**What is asked**
Repeat exactly, and only, the lines from the line bearing "Place one point on every instance of the white garage" through the end of the material. Do not copy the pictures.

— Start of Supplied records —

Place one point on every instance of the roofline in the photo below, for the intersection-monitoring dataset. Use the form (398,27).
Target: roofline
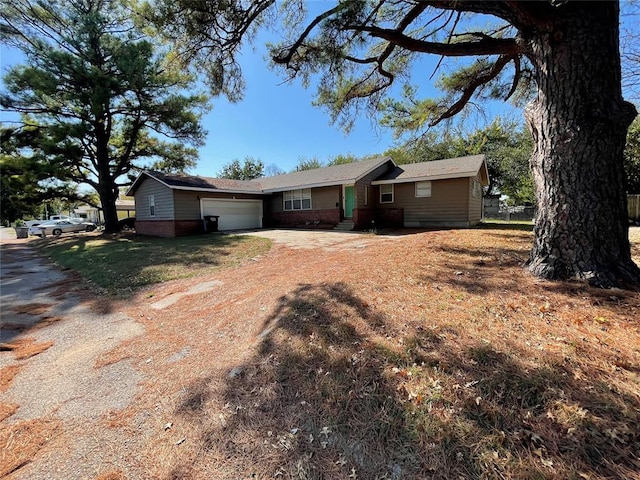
(310,185)
(215,190)
(426,178)
(346,181)
(193,189)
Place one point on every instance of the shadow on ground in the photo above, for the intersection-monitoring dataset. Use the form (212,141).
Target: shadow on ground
(335,391)
(122,264)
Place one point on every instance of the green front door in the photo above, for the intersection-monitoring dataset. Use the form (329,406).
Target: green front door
(349,201)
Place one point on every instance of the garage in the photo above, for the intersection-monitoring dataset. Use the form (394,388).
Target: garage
(234,214)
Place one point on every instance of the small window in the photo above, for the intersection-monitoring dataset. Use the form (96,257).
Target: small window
(386,193)
(423,189)
(477,189)
(297,199)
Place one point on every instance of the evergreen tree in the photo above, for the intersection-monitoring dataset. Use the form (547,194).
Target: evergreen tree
(566,52)
(104,101)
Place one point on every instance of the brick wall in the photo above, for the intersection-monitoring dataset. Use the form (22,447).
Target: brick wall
(302,217)
(363,218)
(390,218)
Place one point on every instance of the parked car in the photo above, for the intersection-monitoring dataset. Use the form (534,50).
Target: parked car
(59,227)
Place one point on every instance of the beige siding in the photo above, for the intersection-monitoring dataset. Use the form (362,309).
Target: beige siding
(187,203)
(323,198)
(163,199)
(447,205)
(365,182)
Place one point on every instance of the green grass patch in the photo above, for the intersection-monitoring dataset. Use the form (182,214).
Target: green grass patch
(497,224)
(123,264)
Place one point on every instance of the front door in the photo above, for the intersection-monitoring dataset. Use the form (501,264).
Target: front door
(349,201)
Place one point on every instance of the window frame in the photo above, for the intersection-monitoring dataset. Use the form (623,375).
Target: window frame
(300,197)
(476,189)
(417,189)
(392,193)
(152,205)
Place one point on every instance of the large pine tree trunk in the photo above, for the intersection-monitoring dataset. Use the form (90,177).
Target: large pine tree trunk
(579,123)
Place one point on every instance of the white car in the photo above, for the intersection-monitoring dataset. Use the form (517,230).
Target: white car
(59,227)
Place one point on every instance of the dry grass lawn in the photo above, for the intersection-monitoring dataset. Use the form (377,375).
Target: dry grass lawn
(435,355)
(432,356)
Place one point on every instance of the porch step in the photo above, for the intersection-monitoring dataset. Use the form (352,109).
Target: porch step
(344,226)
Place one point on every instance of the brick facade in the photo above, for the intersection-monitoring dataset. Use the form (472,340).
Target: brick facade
(390,218)
(301,218)
(364,218)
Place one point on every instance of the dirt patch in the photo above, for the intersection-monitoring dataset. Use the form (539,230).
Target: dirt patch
(24,348)
(6,376)
(7,409)
(20,442)
(435,355)
(32,309)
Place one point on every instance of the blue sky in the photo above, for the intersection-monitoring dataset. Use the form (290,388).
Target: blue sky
(277,123)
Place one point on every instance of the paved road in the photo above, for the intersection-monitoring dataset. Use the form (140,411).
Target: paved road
(42,304)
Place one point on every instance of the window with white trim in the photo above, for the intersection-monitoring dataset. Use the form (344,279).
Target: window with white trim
(152,205)
(386,193)
(423,189)
(297,199)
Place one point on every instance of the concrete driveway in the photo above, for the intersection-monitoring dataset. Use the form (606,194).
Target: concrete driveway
(325,239)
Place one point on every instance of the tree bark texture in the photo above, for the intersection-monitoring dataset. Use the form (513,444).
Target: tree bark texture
(579,123)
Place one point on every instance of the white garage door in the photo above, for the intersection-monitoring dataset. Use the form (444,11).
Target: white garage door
(234,214)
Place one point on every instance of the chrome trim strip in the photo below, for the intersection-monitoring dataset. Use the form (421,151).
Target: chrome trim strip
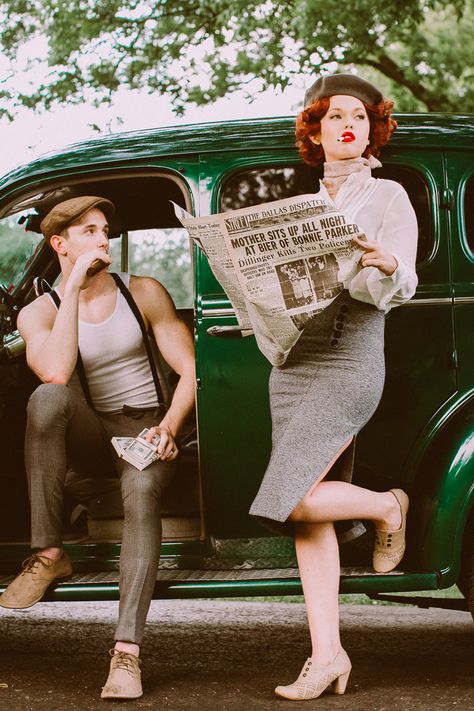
(429,302)
(218,313)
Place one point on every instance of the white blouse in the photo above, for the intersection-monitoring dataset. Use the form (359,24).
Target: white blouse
(383,210)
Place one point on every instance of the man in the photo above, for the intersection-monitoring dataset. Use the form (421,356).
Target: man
(93,325)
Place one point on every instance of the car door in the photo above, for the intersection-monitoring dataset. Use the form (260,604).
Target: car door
(233,395)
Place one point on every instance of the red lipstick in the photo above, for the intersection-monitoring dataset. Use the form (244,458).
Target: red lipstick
(347,137)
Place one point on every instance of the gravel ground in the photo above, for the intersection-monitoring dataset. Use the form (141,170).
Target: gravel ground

— End of Supplied records —

**Task result**
Place one point on every instance of the white garage door in the photo above, for the intersection-monitoring dataset. Use the form (444,11).
Target: white garage door
(234,214)
Place one point on every instance of the chrome trim strip in the photo below, for the intersection-monitoring dataset. Use the form (421,151).
Target: chrome trim strip
(429,302)
(218,313)
Place one point on every instance of the white blouse in the photo above, for the intersection-monitoring dataset. Use the form (359,24).
Target: white blouse
(383,210)
Place one point on every instance of the man in the photo above, for the intersection-monitoring dataset. Use the form (421,356).
Target: man
(93,325)
Place one point on every instance of the car door in the photo above, for the intersection-monitoring dataset. Use the form (260,604).
Target: car door
(233,395)
Place one point on every instance of the red lipstick in the photo above, for the intersection-monitoring dataset. Use the form (244,458).
Target: red lipstick
(347,137)
Place one point on every instance of the gravel ground in the photo above, for the intersection-monitoring dataset. Use the form (141,170).
Target: gravel ground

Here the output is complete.